* Work instructions: Transcribe the records below exactly as written, from the opening line through the line that contains "compact form (699,12).".

* Source material:
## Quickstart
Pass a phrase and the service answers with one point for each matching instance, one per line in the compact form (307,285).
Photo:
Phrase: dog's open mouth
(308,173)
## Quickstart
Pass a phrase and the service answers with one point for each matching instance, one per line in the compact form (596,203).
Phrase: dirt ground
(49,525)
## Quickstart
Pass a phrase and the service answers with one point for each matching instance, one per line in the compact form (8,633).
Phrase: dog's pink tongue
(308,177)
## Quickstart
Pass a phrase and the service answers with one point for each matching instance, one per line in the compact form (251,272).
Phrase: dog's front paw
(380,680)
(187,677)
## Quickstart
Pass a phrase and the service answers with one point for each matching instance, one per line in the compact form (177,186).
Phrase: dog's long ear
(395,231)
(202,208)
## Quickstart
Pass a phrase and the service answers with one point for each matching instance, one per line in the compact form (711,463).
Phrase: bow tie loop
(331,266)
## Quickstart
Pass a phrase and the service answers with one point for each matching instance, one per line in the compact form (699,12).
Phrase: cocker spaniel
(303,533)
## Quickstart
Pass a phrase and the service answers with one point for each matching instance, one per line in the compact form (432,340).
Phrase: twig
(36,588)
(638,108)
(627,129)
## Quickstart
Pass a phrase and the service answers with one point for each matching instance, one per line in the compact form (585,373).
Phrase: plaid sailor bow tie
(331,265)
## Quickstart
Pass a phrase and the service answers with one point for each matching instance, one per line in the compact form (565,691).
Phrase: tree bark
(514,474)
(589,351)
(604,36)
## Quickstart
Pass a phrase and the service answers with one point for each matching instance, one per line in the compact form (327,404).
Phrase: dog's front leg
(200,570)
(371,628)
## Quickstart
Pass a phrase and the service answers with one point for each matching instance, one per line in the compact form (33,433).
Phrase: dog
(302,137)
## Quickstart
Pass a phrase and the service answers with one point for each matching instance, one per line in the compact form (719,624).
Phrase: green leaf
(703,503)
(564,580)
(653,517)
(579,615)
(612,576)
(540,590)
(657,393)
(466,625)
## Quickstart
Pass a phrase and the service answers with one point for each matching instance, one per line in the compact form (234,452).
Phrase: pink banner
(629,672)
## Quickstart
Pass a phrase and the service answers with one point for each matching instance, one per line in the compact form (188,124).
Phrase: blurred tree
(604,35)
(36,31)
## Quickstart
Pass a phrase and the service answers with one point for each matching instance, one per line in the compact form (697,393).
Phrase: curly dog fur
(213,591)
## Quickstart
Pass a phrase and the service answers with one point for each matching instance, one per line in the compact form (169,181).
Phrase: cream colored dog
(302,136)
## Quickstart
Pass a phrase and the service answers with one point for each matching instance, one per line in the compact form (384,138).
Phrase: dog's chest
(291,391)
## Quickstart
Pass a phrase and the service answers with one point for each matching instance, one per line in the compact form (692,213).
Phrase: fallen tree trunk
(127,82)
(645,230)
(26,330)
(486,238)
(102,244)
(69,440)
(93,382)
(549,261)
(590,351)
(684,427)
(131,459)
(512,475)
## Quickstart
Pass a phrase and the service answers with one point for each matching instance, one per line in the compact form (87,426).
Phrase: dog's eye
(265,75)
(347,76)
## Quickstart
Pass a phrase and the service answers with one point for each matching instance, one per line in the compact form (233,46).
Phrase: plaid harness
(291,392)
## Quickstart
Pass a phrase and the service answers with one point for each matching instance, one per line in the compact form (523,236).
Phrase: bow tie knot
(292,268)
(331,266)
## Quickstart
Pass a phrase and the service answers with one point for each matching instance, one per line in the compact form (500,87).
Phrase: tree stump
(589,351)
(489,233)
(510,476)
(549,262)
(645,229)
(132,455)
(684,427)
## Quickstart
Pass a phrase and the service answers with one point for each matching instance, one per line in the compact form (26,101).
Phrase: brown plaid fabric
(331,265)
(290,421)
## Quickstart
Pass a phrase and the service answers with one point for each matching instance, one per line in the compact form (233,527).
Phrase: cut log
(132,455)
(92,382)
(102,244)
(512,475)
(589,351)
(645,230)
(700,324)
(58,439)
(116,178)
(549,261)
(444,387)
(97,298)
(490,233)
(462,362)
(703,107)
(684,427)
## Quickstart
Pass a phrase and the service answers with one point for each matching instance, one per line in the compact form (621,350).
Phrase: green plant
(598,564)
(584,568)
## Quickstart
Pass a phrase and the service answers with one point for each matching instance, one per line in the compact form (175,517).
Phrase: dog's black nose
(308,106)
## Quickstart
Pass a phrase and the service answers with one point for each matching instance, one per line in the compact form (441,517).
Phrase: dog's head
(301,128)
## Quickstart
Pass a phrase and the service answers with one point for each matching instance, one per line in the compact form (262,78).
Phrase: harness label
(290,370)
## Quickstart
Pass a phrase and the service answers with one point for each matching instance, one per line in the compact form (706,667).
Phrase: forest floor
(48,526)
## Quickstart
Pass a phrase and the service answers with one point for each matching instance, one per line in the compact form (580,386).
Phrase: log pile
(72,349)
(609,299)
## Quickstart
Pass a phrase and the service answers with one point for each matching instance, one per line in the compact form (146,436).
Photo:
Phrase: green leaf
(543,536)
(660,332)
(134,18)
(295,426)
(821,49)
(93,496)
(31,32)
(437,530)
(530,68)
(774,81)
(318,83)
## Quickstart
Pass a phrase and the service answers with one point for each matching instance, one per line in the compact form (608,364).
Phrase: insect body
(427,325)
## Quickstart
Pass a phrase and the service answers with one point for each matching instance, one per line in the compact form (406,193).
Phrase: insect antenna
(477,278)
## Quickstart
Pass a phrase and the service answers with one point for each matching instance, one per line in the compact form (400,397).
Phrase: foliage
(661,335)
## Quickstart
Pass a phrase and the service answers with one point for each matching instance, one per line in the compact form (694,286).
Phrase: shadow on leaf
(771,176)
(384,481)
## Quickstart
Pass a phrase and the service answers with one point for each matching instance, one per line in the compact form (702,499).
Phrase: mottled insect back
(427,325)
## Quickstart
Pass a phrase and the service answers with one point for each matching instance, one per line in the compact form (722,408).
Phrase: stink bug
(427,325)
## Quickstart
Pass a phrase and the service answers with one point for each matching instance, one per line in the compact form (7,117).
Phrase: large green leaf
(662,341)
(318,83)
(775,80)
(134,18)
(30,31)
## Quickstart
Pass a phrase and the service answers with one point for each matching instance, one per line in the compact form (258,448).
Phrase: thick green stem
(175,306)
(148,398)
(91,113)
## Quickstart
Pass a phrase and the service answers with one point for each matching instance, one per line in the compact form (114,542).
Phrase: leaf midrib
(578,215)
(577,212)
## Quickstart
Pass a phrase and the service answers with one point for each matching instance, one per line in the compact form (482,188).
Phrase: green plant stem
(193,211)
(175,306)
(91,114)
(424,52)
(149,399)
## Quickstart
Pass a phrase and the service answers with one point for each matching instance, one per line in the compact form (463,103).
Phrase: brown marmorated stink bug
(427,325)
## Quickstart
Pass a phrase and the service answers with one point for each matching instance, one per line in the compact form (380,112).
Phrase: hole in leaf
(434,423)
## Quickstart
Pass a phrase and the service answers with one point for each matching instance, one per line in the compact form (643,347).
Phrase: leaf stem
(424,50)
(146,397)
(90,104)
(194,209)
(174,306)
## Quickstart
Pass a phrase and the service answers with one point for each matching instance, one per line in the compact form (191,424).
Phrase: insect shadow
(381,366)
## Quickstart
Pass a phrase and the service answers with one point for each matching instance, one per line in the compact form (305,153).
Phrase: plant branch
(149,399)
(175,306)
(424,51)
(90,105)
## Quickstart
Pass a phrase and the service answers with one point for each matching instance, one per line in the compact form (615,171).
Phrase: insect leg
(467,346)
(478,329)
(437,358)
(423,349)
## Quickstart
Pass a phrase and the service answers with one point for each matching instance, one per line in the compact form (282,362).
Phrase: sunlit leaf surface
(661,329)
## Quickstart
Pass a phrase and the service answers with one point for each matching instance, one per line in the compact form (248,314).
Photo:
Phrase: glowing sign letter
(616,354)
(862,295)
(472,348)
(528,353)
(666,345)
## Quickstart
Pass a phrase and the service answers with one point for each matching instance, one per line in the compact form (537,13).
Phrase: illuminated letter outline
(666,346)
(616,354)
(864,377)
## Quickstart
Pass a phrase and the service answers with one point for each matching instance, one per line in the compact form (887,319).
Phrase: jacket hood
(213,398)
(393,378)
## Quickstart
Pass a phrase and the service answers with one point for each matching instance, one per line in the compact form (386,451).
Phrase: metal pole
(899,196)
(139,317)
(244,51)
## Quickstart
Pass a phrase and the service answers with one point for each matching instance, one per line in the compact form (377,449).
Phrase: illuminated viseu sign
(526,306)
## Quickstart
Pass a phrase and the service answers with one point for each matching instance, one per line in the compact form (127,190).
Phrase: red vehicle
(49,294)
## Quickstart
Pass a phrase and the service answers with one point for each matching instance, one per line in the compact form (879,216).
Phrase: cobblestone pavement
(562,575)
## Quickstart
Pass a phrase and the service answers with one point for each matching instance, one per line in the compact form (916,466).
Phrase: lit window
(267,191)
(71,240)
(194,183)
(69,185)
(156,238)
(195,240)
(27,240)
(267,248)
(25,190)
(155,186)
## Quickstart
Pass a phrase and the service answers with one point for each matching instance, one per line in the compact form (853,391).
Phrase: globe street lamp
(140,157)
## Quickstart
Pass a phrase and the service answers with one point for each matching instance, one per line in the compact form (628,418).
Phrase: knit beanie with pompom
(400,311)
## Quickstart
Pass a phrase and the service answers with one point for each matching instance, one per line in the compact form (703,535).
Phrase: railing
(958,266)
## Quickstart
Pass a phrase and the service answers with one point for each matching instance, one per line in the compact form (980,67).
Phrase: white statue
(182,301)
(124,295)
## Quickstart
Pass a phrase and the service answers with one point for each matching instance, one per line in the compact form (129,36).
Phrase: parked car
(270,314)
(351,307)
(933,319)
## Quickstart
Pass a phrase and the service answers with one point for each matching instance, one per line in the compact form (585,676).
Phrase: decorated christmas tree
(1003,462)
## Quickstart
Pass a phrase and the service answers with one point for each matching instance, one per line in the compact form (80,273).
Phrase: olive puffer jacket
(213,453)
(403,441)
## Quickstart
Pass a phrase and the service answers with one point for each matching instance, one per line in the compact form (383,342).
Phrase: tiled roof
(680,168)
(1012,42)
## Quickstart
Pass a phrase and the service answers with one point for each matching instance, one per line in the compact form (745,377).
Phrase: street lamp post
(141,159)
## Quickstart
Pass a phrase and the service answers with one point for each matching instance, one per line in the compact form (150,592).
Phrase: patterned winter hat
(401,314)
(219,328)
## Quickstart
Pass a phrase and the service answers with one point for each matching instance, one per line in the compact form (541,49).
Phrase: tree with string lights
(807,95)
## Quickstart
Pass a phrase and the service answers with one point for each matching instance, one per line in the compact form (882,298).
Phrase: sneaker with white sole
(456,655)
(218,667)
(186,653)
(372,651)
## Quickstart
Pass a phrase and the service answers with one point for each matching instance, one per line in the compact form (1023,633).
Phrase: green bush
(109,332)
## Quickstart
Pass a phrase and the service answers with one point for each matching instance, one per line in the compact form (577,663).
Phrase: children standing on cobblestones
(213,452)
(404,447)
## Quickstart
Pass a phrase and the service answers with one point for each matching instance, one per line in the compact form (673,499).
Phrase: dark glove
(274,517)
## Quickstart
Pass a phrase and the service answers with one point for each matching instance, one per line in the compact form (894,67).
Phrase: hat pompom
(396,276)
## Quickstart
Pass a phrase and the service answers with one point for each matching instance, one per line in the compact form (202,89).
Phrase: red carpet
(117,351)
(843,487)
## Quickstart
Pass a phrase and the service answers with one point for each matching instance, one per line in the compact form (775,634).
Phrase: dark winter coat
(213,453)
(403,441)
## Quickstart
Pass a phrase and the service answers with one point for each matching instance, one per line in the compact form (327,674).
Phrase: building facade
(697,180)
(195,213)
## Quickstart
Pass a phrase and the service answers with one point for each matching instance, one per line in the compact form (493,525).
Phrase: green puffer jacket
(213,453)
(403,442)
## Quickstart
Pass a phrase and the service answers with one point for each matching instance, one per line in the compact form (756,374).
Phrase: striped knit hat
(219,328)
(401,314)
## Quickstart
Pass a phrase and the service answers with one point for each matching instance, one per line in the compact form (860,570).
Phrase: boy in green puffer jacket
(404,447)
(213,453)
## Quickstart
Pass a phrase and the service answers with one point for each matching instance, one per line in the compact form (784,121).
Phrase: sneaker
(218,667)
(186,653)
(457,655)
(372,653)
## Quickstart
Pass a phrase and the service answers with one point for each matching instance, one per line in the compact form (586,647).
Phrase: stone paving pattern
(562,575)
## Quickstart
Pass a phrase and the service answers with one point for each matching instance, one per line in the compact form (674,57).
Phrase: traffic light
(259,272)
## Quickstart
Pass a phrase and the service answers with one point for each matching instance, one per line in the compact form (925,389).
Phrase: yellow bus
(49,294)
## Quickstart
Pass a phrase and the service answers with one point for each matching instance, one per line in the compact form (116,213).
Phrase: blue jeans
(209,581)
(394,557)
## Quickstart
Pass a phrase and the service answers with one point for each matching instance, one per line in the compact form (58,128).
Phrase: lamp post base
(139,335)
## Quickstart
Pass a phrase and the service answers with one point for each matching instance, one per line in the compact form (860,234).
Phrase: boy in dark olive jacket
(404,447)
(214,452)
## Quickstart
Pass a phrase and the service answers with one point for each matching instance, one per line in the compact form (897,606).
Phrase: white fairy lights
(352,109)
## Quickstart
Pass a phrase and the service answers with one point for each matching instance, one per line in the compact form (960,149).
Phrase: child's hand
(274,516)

* The completed task:
## Quickstart
Pass a phrase and the service answers with one point for each matching instance, one per line in the compact form (307,285).
Photo:
Phrase: dog's open mouth
(308,173)
## Quickstart
Pass a phrase and the service answers with one point for each matching instance, one per line in the compact form (596,203).
Phrase: dirt ground
(49,525)
## Quickstart
Pass a phrase and the service answers with one point for each matching instance, one per line in the compact form (8,633).
Phrase: dog's pink tongue
(308,177)
## Quickstart
Pass a phrase and the service answers with one point for each matching instance, one per line in the compact form (251,272).
Phrase: dog's front paw
(380,680)
(187,677)
## Quickstart
Pass a phrase and the service answers with one point for each matching instance, one per line in the compact form (177,186).
Phrase: dog's long ear
(395,231)
(202,208)
## Quickstart
Pass a phrase and the service answers with one point for each matching instance, one per line in the compact form (711,463).
Phrase: bow tie loop
(331,266)
## Quickstart
Pass a phrase and the service answers with one point for each matching instance, one per line in the compact form (699,12).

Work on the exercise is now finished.